## Excerto do texto
Companhia das Índias. O grande negócio da pirataria

Tudo começou com a bênção da rainha Isabel I para que os corsários saqueassem navios portugueses e espanhóis. Um grupo de comerciantes achou os lucros interessantes e criou uma empresa para patrocinar novas ações. Acabariam por ter nas mãos o monopólio do negócio da Índia.

NOVA DELHI – Começou por enganar toda a gente, viveu a enganar meio mundo, desapareceu continuando na sua tremenda origem de enganos. Falo da East Indian Company, mais conhecida entre nós pela Companhia das Índias, não a holandesa, não a portuguesa, mas a inglesa, tal como gostaríamos de dizer no início de 1900, a mais pérfida de todas.

Nasceu 300 anos antes: em Dezembro de 1600. Humildemente estabeleceu-se como uma pequena empresa constituída por um grupo de negociantes londrinos com a intenção de participarem no comércio internacional do chá, dos têxteis e das porcelanas, um mundo na altura dominado pelos portugueses e pelos espanhóis, uns com as suas rotas de comércio através da Índia, os outros com as rotas mais baseadas nas Filipinas. Corrupção. E endémica. Eis como muitos historiadores explicam como é que esta pequena empresa se tornou um dos poderes económicos mais poderosos da história do universo. Ao ponto de ser dona de um exército de cerca de 260 mil soldados, na altura o dobro do contingente de todo o exército britânico.

O projeto teve início em 1577. Sir Francis Drake, um pirata de pai e mãe que chegou ao título de Sir (foram muitos, entretanto), descobriu que o seu trabalho sujo de capturar e roubar caravelas portuguesas e galeões espanhóis, vindos da América do Sul carregados de ouro e prata, funcionava melhor se em vez de hastear a Jolly Roger, a macabra bandeira das tíbias cruzadas por detrás de uma caveira, no topo dos mastros dos seus navios, a substituísse pela bandeira da marinha inglesa. Passava despercebido (a princípio) e desfazia os inimigos pela calada, à traição, como se diria nos livros de Emilio Salgari. Claro que, para isso, precisava da autorização da coroa. Mas, se estamos a falar de piratas, não vamos entrar em conversinhas de tuta e meia. Depois de ter chegado a Londres com os porões carregados de especiarias e outros luxos num valor do qual a soberania britânica reteve qualquer coisa como cinco mil por cento, deram-lhe carta branca para avançar de vela enfunada em direção ao Oceano Índico, graças a uma requisição feita por vários mercadores londrinos e que obteve o indispensável beneplácito da rainha Isabel I. Ou seja, Isabel, que só agora viu outra usar o mesmo nome, não teve qualquer pejo em legalizar a pirataria. Pelo contrário: oficializou-a. Portugueses e espanhóis que se pusessem a fancos.

## Faça isto
Por favor, retome o texto sobre a Companhia das Índias acima e continue-o a partir da última frase.

Registos de uma fonte de dados
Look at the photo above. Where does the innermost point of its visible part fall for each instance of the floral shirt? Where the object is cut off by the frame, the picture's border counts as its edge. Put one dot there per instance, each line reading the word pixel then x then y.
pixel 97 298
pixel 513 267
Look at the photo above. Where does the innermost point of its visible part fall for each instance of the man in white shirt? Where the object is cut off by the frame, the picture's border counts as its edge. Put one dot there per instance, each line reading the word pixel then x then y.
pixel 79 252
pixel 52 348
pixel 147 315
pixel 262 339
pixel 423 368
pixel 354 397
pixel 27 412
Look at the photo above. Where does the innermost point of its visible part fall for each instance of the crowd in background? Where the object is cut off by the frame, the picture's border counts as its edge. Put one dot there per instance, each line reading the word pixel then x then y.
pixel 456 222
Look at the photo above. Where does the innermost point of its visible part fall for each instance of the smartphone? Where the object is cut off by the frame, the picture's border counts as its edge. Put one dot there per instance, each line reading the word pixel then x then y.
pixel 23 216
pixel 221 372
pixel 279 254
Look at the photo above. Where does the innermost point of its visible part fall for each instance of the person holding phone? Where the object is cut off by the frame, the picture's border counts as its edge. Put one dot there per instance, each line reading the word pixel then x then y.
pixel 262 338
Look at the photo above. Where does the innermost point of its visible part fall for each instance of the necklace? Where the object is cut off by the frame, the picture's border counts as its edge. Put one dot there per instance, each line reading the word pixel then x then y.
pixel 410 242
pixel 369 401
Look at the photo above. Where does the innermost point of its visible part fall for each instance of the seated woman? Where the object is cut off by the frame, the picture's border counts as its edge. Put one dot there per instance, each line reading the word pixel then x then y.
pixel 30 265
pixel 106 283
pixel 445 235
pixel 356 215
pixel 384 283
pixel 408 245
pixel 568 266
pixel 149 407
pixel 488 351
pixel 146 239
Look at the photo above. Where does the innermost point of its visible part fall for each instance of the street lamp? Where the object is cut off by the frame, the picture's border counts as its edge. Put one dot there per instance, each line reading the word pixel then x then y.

## Resposta
Um dos maiores roubos desses anos em que os mares eram intensamente navegados teve como protagonista um dos grandes rivais de Francis Drake, Walter Raleigh (que também teve direito a ser Sir, obviamente): a vítima foi o Madre de Deus, um enorme navio português de quatro mastros imponentes, saqueado durante a Batalha das Flores, no Mar dos Açores, no dia 13 de Agosto de 1592, dano colateral de uma batalha naval ente espanhóis e ingleses  nessa zona do Atlântico e que durou cerca de um mês. Rebocado até às lamacentas docas do Tamisa, o Madre de Deus provocou um alvoroço em Londres. Nunca se vira, até aí, embarcação tão larga e impressionante. Claro que Isabel nem se deu ao trabalho de espreitá-la por uma janela. Só queria saber do que trazia no bojo: arcas e arcas cheias de moedas de prata, de barras de ouro, de joias de todas as espécies, e espermacete de baleia, tapetarias, sedas, canela, pimenta e um sem número de outras especiarias, ébano e marfim e o mais que se está para saber ou imaginar. Convenhamos: para quê darem-se ao trabalho de ir às fontes recolher riquezas se era muito pais simples esperar pelos pategos que já as traziam acomodadas em barcos como este, e simplesmente roubá-las? Uma ideia genial, é preciso reconhecer. Mesmo que para isso fosse preciso passar por cima de determinadas convenções morais, entre as quais a de empregar salteadores profissionais. Não, a rainha Isabel, primeira do nome, não tinha grandes escrúpulos.

 

Sem um pingo de vergonha

Os ingleses tinham-se tornado oficialmente os grandes piratas dos mares, embora a expressão preferida para os referir tenha sido a de corsários. Há sempre uma forma de não ser tão bruto com as palavras, bem à maneira britânica que, então, e não por acaso, tinha o francês como língua oficial da corte.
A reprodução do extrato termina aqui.